MATERIAL FOR THIS TASK —
• • • • •

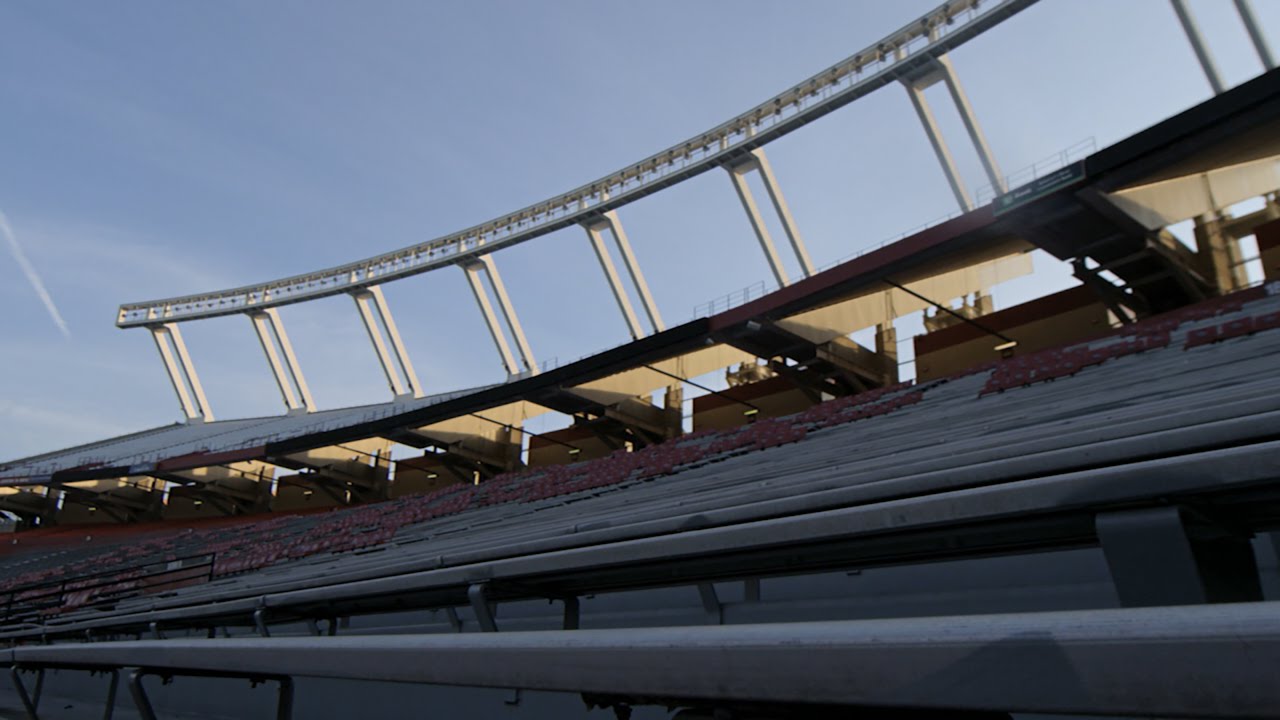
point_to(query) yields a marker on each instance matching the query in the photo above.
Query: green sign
(1040, 187)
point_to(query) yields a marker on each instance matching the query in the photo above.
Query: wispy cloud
(32, 276)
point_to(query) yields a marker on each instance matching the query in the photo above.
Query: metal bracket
(284, 696)
(30, 702)
(711, 602)
(260, 623)
(479, 596)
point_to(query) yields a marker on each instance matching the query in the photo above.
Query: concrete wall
(775, 397)
(1055, 319)
(1269, 249)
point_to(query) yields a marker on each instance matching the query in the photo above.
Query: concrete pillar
(484, 265)
(1168, 556)
(1220, 255)
(391, 350)
(1251, 24)
(758, 162)
(182, 373)
(970, 124)
(1197, 40)
(280, 359)
(595, 233)
(940, 145)
(595, 229)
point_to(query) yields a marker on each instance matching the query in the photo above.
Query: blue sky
(154, 149)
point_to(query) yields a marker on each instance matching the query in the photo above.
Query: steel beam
(1197, 40)
(484, 265)
(737, 172)
(182, 373)
(782, 209)
(970, 124)
(1196, 661)
(595, 233)
(391, 350)
(1251, 24)
(282, 360)
(854, 77)
(1159, 556)
(940, 145)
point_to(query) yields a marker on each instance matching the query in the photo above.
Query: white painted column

• • • • •

PROBLEM DESCRIPTION — Extract the entries in full, exactly as they are, minus the pictures.

SOLVED EXERCISE —
point_to(query) yields a marker on each instance matching the query in the photo above.
Query: green sign
(1040, 187)
point_to(query) yields a marker on each instance matching the query in the photo above.
Query: wispy cloud
(32, 276)
point_to(query) yields a marker on each instance matching the query in the photo above.
Query: metal bracket
(284, 696)
(30, 702)
(711, 602)
(260, 623)
(479, 596)
point_to(query) yields a marker on each instance matching the query in the photo above.
Query: concrete wall
(775, 397)
(1055, 319)
(1269, 249)
point_to(query) yields a marker on each instance matching the query in the photo above.
Query: concrete pillar
(484, 265)
(1168, 556)
(1220, 255)
(391, 350)
(1251, 24)
(758, 162)
(182, 373)
(970, 124)
(1197, 40)
(280, 359)
(595, 233)
(940, 145)
(595, 229)
point_to(query) yields a marker on each instance matching the query in the photo above.
Query: blue sky
(154, 149)
point_to(query) yields a marker on each instance matching the query in the photo above.
Query: steel beam
(1197, 40)
(484, 265)
(737, 172)
(182, 373)
(782, 209)
(970, 124)
(1196, 661)
(595, 233)
(391, 350)
(1251, 24)
(282, 360)
(854, 77)
(1159, 556)
(940, 145)
point_to(query) yields a marker on each instance matching the query in the photo above.
Query: white painted column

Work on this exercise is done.